Dorothea visits Lydgate to ask about her husband's condition. She finds Mrs. Lydgate at home with a guest—Ladislaw, who has recently moved to town and made friends with the couple. She feels uncomfortable about meeting Ladislaw again without being able to tell her husband. She also wonders about the propriety of his being alone with a married woman—and she begins to think that perhaps she was wrong in the past to see Ladislaw in Casaubon's absence, even if he is a relative. To Ladislaw's considerable chagrin, she departs abruptly to find Lydgate at the hospital. When Lydgate gets home Rosamund tells her husband that she thinks Ladislaw "adores" Mrs. Casaubon.

Chapter 44

Lydgate tells Dorothea that her husband wanted to know the entire truth about his condition. He then takes the opportunity to ask her for charitable aid for the hospital, which she is glad to provide from her own money. At home she tells Casaubon that she's been to see the doctor. Now that he knows she is aware of his condition, he is even more distrustful of her affection.

= = =

■ EXERCISE DESCRIPTION:
Answer these from the summary above:
(a) Who is with Mrs. Lydgate when Dorothea arrives?
(b) What does Rosamund tell Lydgate she thinks about Ladislaw?
(c) What does Lydgate ask Dorothea for, and what money does she use to provide it?

= = =

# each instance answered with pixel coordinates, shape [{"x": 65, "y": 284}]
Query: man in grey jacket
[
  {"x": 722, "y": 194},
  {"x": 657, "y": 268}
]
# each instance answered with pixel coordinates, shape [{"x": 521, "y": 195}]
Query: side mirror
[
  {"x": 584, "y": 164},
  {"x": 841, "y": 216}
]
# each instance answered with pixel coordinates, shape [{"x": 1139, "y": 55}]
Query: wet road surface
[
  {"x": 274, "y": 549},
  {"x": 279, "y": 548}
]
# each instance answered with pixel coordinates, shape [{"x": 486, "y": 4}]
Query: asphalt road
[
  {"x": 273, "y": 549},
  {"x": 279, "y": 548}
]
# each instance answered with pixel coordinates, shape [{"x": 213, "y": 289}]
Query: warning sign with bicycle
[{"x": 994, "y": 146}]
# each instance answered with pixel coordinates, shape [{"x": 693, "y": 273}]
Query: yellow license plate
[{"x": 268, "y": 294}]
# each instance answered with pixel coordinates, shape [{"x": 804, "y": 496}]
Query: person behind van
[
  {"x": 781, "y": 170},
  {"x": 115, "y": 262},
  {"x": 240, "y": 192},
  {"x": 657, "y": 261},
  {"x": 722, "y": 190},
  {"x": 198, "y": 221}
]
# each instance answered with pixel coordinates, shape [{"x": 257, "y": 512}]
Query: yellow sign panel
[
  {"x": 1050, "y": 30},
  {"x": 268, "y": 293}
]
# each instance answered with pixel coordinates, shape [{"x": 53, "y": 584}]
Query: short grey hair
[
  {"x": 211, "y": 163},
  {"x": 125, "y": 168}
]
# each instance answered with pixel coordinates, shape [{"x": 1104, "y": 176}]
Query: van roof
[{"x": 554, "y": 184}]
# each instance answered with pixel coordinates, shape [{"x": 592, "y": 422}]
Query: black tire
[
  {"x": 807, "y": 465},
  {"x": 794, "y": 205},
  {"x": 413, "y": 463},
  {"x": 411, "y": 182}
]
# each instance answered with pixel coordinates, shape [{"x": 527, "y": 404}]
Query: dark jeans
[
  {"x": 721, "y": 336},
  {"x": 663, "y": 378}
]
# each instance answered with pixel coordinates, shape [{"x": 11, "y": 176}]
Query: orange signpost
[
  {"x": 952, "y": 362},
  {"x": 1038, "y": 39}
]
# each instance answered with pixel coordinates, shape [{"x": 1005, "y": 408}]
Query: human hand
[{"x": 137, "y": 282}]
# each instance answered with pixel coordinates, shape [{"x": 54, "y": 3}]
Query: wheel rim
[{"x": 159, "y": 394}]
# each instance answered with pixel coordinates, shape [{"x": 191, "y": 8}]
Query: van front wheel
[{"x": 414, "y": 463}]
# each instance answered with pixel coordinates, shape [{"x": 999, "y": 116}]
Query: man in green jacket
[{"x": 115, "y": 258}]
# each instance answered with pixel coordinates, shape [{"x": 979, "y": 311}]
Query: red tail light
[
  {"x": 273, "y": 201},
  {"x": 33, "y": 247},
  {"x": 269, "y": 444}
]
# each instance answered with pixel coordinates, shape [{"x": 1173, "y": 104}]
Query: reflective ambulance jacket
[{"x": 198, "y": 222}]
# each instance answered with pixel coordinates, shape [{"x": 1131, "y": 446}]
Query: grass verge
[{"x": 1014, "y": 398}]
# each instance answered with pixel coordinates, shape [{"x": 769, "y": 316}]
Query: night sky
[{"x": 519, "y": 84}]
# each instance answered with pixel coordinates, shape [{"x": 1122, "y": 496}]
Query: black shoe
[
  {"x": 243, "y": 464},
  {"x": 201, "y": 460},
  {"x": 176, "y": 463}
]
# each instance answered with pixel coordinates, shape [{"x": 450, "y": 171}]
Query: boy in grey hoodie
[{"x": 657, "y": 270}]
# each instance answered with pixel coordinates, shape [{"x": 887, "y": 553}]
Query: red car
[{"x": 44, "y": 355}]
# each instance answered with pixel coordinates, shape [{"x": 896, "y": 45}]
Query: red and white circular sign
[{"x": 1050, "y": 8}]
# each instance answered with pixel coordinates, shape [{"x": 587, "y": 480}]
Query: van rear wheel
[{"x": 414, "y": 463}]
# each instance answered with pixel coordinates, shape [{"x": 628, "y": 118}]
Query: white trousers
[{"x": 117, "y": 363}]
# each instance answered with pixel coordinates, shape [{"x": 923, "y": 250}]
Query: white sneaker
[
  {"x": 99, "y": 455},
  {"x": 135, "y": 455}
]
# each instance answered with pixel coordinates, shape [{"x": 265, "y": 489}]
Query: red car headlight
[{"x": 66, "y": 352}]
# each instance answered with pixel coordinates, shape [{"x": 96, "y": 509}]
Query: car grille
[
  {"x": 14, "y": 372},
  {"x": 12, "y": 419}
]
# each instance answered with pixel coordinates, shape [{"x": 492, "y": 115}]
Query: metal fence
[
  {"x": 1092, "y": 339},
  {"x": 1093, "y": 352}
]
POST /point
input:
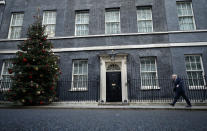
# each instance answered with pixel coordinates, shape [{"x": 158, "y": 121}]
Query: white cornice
[
  {"x": 111, "y": 35},
  {"x": 2, "y": 2},
  {"x": 119, "y": 47}
]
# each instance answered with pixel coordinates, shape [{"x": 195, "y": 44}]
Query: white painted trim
[
  {"x": 119, "y": 47},
  {"x": 1, "y": 77},
  {"x": 118, "y": 10},
  {"x": 111, "y": 35},
  {"x": 121, "y": 60},
  {"x": 81, "y": 12},
  {"x": 145, "y": 19},
  {"x": 46, "y": 24},
  {"x": 72, "y": 86},
  {"x": 2, "y": 2},
  {"x": 156, "y": 78},
  {"x": 183, "y": 2},
  {"x": 203, "y": 72},
  {"x": 10, "y": 26}
]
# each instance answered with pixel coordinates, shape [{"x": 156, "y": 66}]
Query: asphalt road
[{"x": 101, "y": 120}]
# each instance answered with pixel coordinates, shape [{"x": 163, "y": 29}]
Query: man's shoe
[
  {"x": 171, "y": 104},
  {"x": 188, "y": 106}
]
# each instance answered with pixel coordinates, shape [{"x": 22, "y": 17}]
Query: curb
[{"x": 124, "y": 107}]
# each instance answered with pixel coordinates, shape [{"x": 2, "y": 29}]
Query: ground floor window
[
  {"x": 5, "y": 79},
  {"x": 80, "y": 75},
  {"x": 149, "y": 73},
  {"x": 195, "y": 72}
]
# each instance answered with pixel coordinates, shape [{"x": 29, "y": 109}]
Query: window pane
[
  {"x": 49, "y": 20},
  {"x": 6, "y": 77},
  {"x": 144, "y": 19},
  {"x": 80, "y": 74},
  {"x": 82, "y": 23},
  {"x": 112, "y": 19},
  {"x": 185, "y": 14},
  {"x": 194, "y": 70},
  {"x": 148, "y": 71},
  {"x": 16, "y": 25}
]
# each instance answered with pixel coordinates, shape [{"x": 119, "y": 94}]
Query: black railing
[
  {"x": 78, "y": 91},
  {"x": 161, "y": 90},
  {"x": 139, "y": 90}
]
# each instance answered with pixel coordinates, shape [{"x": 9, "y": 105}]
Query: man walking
[{"x": 179, "y": 90}]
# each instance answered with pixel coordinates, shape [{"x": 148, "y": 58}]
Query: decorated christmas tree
[{"x": 35, "y": 69}]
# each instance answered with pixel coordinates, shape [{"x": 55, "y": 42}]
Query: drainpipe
[{"x": 2, "y": 3}]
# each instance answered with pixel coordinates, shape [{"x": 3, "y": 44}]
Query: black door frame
[{"x": 114, "y": 92}]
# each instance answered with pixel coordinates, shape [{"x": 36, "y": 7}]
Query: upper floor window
[
  {"x": 16, "y": 25},
  {"x": 80, "y": 75},
  {"x": 82, "y": 23},
  {"x": 195, "y": 72},
  {"x": 49, "y": 21},
  {"x": 5, "y": 79},
  {"x": 186, "y": 16},
  {"x": 144, "y": 19},
  {"x": 148, "y": 72},
  {"x": 112, "y": 21}
]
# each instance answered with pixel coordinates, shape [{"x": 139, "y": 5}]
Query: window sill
[
  {"x": 4, "y": 89},
  {"x": 2, "y": 2},
  {"x": 78, "y": 89},
  {"x": 111, "y": 35},
  {"x": 150, "y": 88},
  {"x": 197, "y": 87}
]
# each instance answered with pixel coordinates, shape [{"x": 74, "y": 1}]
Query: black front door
[{"x": 113, "y": 87}]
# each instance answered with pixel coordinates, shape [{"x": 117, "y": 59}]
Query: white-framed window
[
  {"x": 49, "y": 21},
  {"x": 148, "y": 71},
  {"x": 195, "y": 71},
  {"x": 112, "y": 21},
  {"x": 5, "y": 79},
  {"x": 186, "y": 16},
  {"x": 82, "y": 23},
  {"x": 80, "y": 75},
  {"x": 144, "y": 19},
  {"x": 16, "y": 25}
]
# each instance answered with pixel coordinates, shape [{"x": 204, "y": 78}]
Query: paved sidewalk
[{"x": 149, "y": 106}]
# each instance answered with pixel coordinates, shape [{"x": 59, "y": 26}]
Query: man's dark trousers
[{"x": 179, "y": 91}]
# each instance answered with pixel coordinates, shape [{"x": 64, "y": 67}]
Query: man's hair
[{"x": 175, "y": 75}]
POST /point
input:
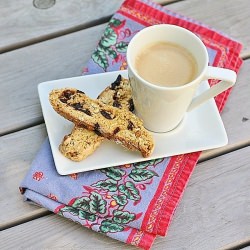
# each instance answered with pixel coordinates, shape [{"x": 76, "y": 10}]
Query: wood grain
[
  {"x": 214, "y": 212},
  {"x": 17, "y": 151},
  {"x": 22, "y": 70},
  {"x": 230, "y": 17},
  {"x": 22, "y": 24}
]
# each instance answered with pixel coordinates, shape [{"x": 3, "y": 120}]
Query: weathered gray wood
[
  {"x": 230, "y": 17},
  {"x": 21, "y": 23},
  {"x": 22, "y": 70},
  {"x": 12, "y": 147},
  {"x": 213, "y": 213},
  {"x": 17, "y": 151}
]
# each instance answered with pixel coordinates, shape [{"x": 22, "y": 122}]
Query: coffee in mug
[
  {"x": 160, "y": 104},
  {"x": 166, "y": 64}
]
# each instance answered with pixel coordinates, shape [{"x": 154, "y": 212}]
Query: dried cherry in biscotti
[
  {"x": 86, "y": 111},
  {"x": 79, "y": 91},
  {"x": 116, "y": 82},
  {"x": 116, "y": 130},
  {"x": 130, "y": 125},
  {"x": 67, "y": 93},
  {"x": 77, "y": 106},
  {"x": 116, "y": 104},
  {"x": 106, "y": 114},
  {"x": 131, "y": 105},
  {"x": 97, "y": 129}
]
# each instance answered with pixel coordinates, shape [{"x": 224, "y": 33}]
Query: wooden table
[{"x": 55, "y": 40}]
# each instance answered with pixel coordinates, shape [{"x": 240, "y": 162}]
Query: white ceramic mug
[{"x": 163, "y": 108}]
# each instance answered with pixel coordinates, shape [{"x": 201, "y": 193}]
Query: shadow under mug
[{"x": 163, "y": 108}]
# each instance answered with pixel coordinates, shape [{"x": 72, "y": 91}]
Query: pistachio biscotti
[
  {"x": 105, "y": 120},
  {"x": 81, "y": 143}
]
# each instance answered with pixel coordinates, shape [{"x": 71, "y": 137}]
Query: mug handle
[{"x": 228, "y": 79}]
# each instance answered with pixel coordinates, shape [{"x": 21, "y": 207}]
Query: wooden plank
[
  {"x": 15, "y": 161},
  {"x": 14, "y": 158},
  {"x": 230, "y": 17},
  {"x": 213, "y": 213},
  {"x": 17, "y": 151},
  {"x": 22, "y": 70},
  {"x": 57, "y": 58},
  {"x": 21, "y": 23}
]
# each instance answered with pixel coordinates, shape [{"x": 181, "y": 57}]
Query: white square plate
[{"x": 201, "y": 129}]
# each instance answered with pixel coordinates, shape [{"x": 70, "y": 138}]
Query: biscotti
[
  {"x": 81, "y": 143},
  {"x": 110, "y": 122}
]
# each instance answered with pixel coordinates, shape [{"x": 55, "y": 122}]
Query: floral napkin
[{"x": 132, "y": 203}]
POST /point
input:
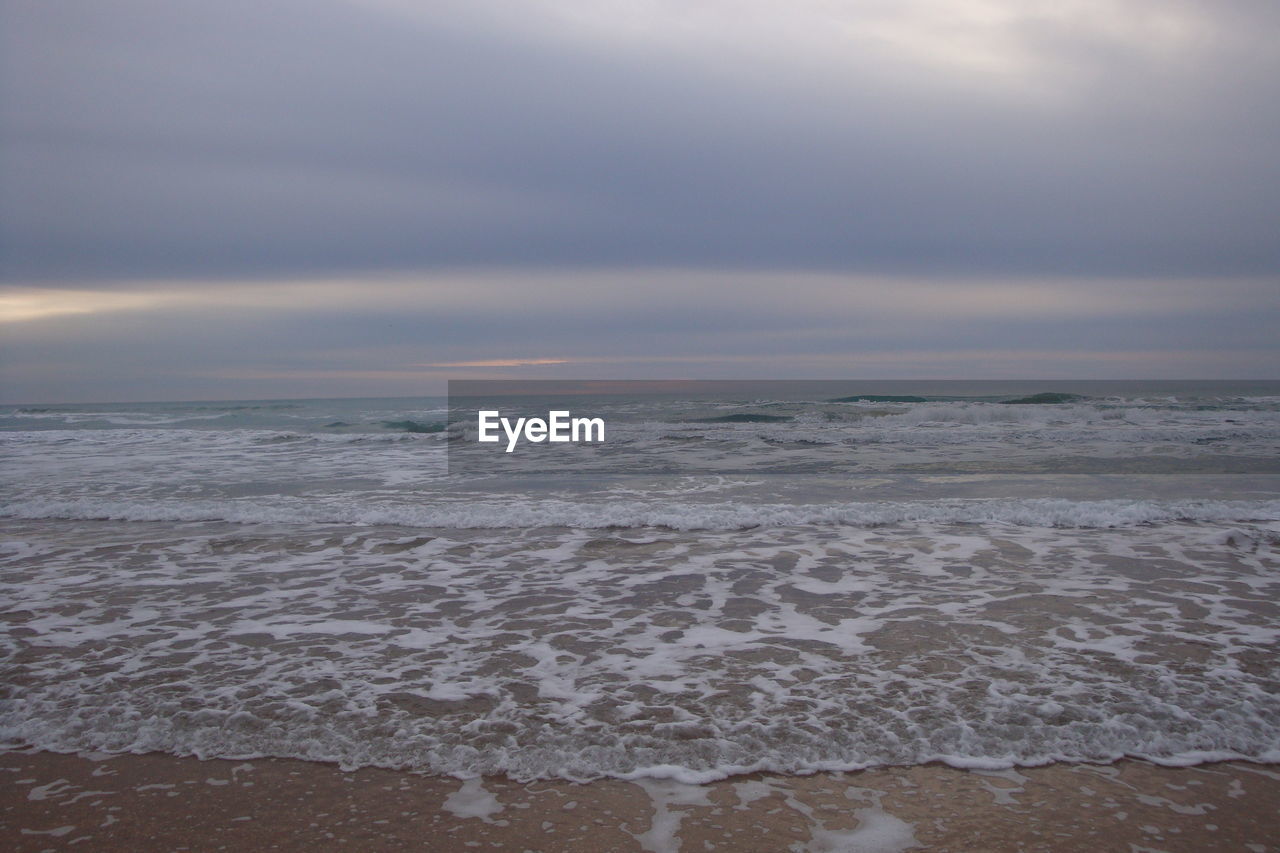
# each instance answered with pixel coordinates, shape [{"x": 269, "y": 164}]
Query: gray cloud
[{"x": 190, "y": 140}]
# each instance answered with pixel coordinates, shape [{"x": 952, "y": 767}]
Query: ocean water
[{"x": 732, "y": 582}]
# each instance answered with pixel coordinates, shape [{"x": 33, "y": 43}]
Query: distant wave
[{"x": 1043, "y": 512}]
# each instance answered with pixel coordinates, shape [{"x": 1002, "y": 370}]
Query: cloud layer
[{"x": 234, "y": 199}]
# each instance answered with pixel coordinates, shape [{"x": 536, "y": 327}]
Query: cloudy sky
[{"x": 311, "y": 197}]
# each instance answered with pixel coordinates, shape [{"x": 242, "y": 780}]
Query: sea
[{"x": 745, "y": 576}]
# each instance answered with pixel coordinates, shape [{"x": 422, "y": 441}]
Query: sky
[{"x": 224, "y": 200}]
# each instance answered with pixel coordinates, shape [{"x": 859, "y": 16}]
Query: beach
[{"x": 165, "y": 803}]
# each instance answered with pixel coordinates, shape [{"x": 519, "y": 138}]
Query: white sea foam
[
  {"x": 577, "y": 653},
  {"x": 534, "y": 512}
]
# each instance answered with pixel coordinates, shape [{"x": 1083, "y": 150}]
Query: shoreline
[{"x": 160, "y": 802}]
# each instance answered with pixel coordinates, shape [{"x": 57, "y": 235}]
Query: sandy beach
[{"x": 159, "y": 802}]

= = =

■ WRITTEN RESPONSE:
(a) Ladislaw.
(b) She thinks he "adores" Mrs. Casaubon.
(c) He asks for charitable aid for the hospital, and she provides it from her own money.